**WHAT THE TASK REQUIRES:**
Transcribe all of the material exactly, except for its pictures.

**A run of records:**
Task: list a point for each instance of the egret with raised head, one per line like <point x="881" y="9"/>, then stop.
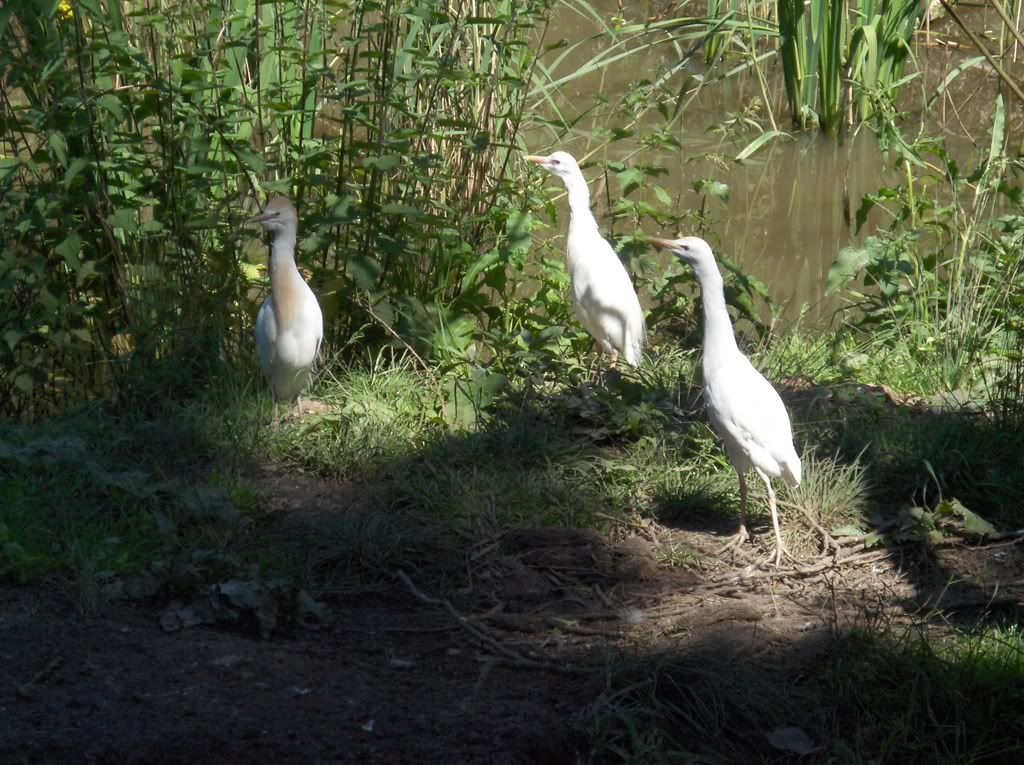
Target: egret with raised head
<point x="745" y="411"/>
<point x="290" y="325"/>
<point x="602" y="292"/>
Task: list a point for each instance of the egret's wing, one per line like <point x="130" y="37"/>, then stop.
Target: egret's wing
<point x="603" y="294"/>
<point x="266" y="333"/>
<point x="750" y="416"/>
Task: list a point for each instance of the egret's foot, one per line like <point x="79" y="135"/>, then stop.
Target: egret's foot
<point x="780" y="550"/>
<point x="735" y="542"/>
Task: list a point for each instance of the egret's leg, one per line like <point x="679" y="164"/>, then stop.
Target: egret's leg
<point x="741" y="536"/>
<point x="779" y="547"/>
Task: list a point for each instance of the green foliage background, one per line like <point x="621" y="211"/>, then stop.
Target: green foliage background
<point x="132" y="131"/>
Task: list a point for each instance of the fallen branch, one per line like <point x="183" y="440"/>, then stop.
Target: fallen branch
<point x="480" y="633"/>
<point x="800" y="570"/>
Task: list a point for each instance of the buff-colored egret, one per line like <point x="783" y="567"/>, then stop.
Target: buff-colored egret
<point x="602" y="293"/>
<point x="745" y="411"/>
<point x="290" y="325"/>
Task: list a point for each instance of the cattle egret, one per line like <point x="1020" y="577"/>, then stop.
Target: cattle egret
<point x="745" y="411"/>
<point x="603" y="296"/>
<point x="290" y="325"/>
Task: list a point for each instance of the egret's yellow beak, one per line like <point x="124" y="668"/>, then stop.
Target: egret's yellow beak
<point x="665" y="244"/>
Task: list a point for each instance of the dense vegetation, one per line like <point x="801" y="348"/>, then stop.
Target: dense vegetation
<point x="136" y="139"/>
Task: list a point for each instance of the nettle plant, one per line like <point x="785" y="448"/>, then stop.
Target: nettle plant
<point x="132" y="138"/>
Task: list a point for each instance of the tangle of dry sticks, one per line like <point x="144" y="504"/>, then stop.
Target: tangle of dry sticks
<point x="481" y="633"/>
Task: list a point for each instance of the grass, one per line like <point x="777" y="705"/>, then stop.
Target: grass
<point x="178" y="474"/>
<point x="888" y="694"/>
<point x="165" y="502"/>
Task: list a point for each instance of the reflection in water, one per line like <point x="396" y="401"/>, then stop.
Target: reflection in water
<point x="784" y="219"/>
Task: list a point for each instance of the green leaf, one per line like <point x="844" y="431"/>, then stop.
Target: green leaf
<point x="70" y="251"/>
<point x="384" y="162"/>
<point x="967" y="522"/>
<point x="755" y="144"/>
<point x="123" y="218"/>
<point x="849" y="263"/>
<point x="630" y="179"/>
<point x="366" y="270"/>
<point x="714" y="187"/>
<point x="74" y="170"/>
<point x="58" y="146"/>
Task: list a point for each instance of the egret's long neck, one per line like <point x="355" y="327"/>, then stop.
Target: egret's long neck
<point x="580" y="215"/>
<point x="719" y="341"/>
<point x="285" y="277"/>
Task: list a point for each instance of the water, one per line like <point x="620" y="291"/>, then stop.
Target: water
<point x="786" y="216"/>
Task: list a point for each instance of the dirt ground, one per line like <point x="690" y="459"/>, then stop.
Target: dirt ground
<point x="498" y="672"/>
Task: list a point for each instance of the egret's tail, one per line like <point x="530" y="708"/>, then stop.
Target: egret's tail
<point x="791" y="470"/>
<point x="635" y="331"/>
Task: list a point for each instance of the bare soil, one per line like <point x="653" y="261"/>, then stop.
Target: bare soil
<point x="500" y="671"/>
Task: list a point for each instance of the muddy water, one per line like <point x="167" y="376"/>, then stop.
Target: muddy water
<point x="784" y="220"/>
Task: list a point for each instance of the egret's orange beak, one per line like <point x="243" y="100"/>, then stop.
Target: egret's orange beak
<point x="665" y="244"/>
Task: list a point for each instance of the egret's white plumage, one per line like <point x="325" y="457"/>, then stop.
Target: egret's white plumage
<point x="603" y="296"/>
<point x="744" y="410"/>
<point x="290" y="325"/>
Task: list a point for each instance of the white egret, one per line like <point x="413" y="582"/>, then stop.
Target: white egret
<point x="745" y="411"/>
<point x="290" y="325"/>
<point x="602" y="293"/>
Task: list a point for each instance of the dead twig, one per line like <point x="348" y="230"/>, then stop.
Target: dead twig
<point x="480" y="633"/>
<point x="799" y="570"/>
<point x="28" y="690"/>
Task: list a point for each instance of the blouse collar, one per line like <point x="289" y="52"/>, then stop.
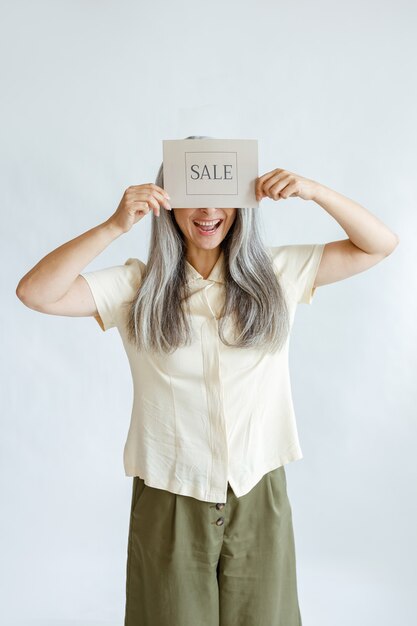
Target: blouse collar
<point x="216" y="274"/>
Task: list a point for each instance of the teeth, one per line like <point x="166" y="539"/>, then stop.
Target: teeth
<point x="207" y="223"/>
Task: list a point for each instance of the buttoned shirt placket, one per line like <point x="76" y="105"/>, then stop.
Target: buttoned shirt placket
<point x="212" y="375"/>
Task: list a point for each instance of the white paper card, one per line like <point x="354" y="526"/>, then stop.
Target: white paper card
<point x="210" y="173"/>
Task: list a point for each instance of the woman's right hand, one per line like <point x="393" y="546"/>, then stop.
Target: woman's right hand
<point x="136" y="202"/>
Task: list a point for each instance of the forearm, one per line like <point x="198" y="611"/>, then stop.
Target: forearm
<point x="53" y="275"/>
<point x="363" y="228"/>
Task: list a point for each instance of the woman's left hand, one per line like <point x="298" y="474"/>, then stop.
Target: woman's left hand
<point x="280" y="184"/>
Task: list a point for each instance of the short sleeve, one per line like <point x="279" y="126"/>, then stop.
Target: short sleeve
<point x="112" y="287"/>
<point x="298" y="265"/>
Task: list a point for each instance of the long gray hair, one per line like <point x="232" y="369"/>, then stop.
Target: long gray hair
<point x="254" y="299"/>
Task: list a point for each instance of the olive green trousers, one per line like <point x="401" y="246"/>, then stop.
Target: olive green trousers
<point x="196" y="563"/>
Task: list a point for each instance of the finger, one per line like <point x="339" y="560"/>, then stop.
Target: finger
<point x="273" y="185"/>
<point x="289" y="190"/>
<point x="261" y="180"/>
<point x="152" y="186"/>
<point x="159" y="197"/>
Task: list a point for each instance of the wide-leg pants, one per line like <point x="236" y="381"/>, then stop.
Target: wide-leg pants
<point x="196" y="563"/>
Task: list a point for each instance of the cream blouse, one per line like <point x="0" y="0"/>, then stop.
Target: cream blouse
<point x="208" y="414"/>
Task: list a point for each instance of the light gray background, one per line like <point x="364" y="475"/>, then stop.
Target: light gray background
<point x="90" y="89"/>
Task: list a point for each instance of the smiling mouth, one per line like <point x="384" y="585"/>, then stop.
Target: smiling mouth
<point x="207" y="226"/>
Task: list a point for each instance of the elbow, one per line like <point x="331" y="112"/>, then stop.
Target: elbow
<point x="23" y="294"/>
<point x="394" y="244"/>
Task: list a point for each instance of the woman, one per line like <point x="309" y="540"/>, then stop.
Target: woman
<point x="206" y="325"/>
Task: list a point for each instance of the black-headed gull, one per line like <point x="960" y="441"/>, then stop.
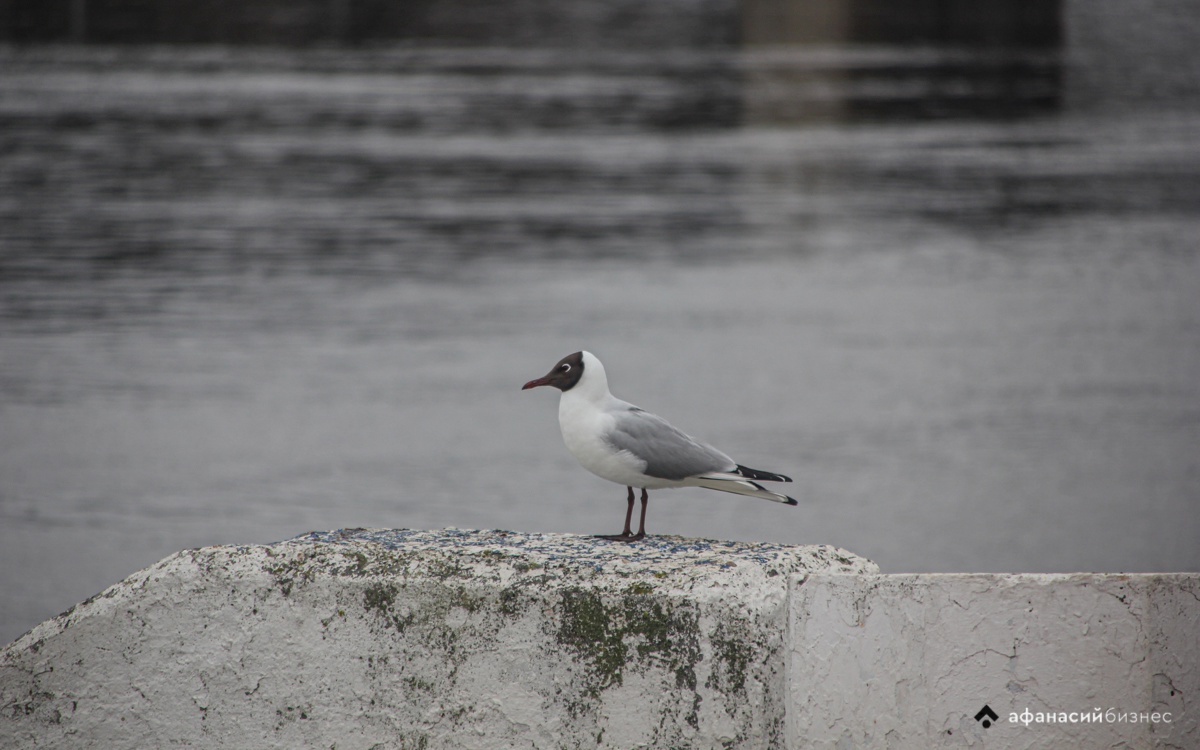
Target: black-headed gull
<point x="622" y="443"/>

**EXPECTED ANSWER:**
Task: list a point for each instance of the egret with raised head, one per line like <point x="881" y="9"/>, then stop.
Target: egret with raised head
<point x="745" y="411"/>
<point x="290" y="325"/>
<point x="602" y="292"/>
Task: list a point for each instance of the egret's wing, one per line like <point x="130" y="37"/>, then stop.
Target: egret's wing
<point x="603" y="294"/>
<point x="266" y="333"/>
<point x="750" y="416"/>
Task: list a point for each instance of the egret's foot, one per line like <point x="79" y="135"/>, then stop.
Target: egret's foot
<point x="780" y="550"/>
<point x="735" y="542"/>
Task: list a point for each instance of the egret's leg, one per line like <point x="679" y="164"/>, then stop.
Target: egret's leg
<point x="741" y="536"/>
<point x="779" y="547"/>
Task: list a point for each instance of the green foliage background, one per line like <point x="621" y="211"/>, then stop.
Target: green foliage background
<point x="132" y="131"/>
Task: list a point for each instance of the fallen branch, one per line like <point x="183" y="440"/>, then stop.
Target: fallen branch
<point x="480" y="633"/>
<point x="800" y="570"/>
Task: list a point for each instance of the buff-colored egret, one per line like <point x="783" y="567"/>, then stop.
Target: buff-colored egret
<point x="602" y="293"/>
<point x="745" y="411"/>
<point x="290" y="325"/>
Task: list a point for each instance of the cattle egret, one per line like <point x="1020" y="577"/>, then stop.
Target: cattle egret
<point x="745" y="411"/>
<point x="603" y="296"/>
<point x="290" y="325"/>
Task: list a point for each instance of the egret's yellow beak, one per line like <point x="124" y="668"/>, then stop.
Target: egret's yellow beak
<point x="665" y="244"/>
Task: list a point for each instance of the dense vegetation, one per line like <point x="801" y="348"/>, then stop.
Target: dense vegetation
<point x="136" y="139"/>
Task: list a point for each instance of the nettle plant, one per line like <point x="785" y="448"/>, then stop.
Target: nettle plant
<point x="132" y="138"/>
Task: list a point for each instance of the tangle of dry sticks, one per line like <point x="144" y="504"/>, then stop.
Target: tangle of dry sticks
<point x="481" y="633"/>
Task: list a point for each instance of the grass, one per line like <point x="777" y="705"/>, then stop.
Target: grass
<point x="178" y="474"/>
<point x="888" y="694"/>
<point x="165" y="502"/>
Task: list a point for each instance of the reflection in water, one per line like <point x="396" y="401"/>, then stop.
Target: reflection in water
<point x="784" y="219"/>
Task: list a point for each instance of the green leaf, one per line like <point x="844" y="431"/>, then stop.
Target: green leaf
<point x="70" y="251"/>
<point x="384" y="162"/>
<point x="967" y="522"/>
<point x="755" y="144"/>
<point x="123" y="218"/>
<point x="849" y="263"/>
<point x="630" y="179"/>
<point x="366" y="270"/>
<point x="714" y="187"/>
<point x="74" y="170"/>
<point x="58" y="146"/>
Task: list a point for each instance of the egret's long neck, one per line like <point x="355" y="327"/>, then stop.
Target: egret's long neck
<point x="580" y="215"/>
<point x="719" y="341"/>
<point x="285" y="277"/>
Task: list a point for each instance of the water, one per line like <point x="620" y="291"/>, then stop.
Target: water
<point x="786" y="216"/>
Task: list a point for each instance of the dirt ground, one per line like <point x="690" y="459"/>, then stop.
Target: dirt ground
<point x="498" y="672"/>
Task: list a point for each instance of the egret's tail, one per line like <point x="530" y="708"/>, then stop.
Target: egret's tail
<point x="791" y="470"/>
<point x="635" y="331"/>
Task: list a point for each instance of the bare soil, one per line like <point x="653" y="261"/>, then stop.
Target: bare soil
<point x="500" y="671"/>
Task: list a point for each instance of the muddy water, one per line like <point x="167" y="376"/>, then stop.
Target: muddy water
<point x="784" y="220"/>
Task: list a point for each instance of the egret's orange beak, one per line like <point x="243" y="100"/>, then stop.
Target: egret's orange beak
<point x="665" y="244"/>
Task: list a point for each instance of the egret's white plumage, one per line like <point x="325" y="457"/>, then stop.
Target: egret's white plumage
<point x="603" y="296"/>
<point x="744" y="410"/>
<point x="290" y="325"/>
Task: list a point for each instance of the white egret, one per line like <point x="413" y="582"/>, then stop.
Target: white egret
<point x="745" y="411"/>
<point x="290" y="325"/>
<point x="602" y="293"/>
Task: list a point for each instance of the dead twig, one per line like <point x="348" y="230"/>, then stop.
Target: dead twig
<point x="480" y="633"/>
<point x="799" y="570"/>
<point x="28" y="690"/>
Task: list a point for each instance of the blouse collar, one per line like <point x="289" y="52"/>, then stop.
Target: blouse collar
<point x="216" y="274"/>
Task: list a point for each instance of the teeth, one per line like <point x="166" y="539"/>, then stop.
Target: teeth
<point x="207" y="223"/>
Task: list a point for each instance of the buttoned shirt placket, one per line like <point x="76" y="105"/>, then stop.
Target: buttoned shirt placket
<point x="212" y="375"/>
Task: list a point for each instance of the white paper card, one per line like <point x="354" y="526"/>, then stop.
Target: white paper card
<point x="210" y="173"/>
Task: list a point for each instance of the woman's right hand, one per line like <point x="393" y="546"/>, then stop.
Target: woman's right hand
<point x="136" y="202"/>
Task: list a point for each instance of the forearm, one per line like <point x="198" y="611"/>, then stop.
Target: forearm
<point x="53" y="275"/>
<point x="363" y="228"/>
Task: list a point for each instance of the woman's left hand, one per line like <point x="298" y="474"/>, then stop.
Target: woman's left hand
<point x="280" y="184"/>
Task: list a point for each instance of the short sleeve, one per line like <point x="279" y="126"/>, then stop.
Target: short sleeve
<point x="112" y="287"/>
<point x="298" y="265"/>
Task: list a point for each instance of the long gray hair, one per line like <point x="232" y="369"/>, then stop.
Target: long gray hair
<point x="254" y="299"/>
Task: list a point for each instance of the olive green trousers, one per line like <point x="401" y="246"/>, then stop.
Target: olive green trousers
<point x="196" y="563"/>
Task: list a point for each instance of the finger, one per line like <point x="339" y="560"/>, then stop.
Target: finger
<point x="273" y="185"/>
<point x="289" y="190"/>
<point x="261" y="180"/>
<point x="152" y="186"/>
<point x="159" y="197"/>
Task: list a point for each instance of the wide-leg pants, one per line like <point x="236" y="381"/>, then stop.
Target: wide-leg pants
<point x="196" y="563"/>
Task: list a point for each instance of the cream blouse, one per line like <point x="0" y="0"/>, then stop.
Target: cream blouse
<point x="208" y="414"/>
Task: list a point for each instance of the light gray background, one per line like <point x="364" y="475"/>, then stop.
Target: light gray background
<point x="90" y="89"/>
Task: list a point for each instance of the smiling mouth, one per line like <point x="384" y="585"/>, then stop.
Target: smiling mouth
<point x="207" y="226"/>
Task: list a point for each instance of the elbow, one per line like <point x="331" y="112"/>, then stop.
Target: elbow
<point x="23" y="294"/>
<point x="394" y="244"/>
Task: list a point for each instance of the woman, one per line like <point x="309" y="540"/>, then stop.
Target: woman
<point x="206" y="325"/>
Task: list a point for each instance of the black-headed gull, one per line like <point x="960" y="441"/>, then stop.
Target: black-headed gull
<point x="622" y="443"/>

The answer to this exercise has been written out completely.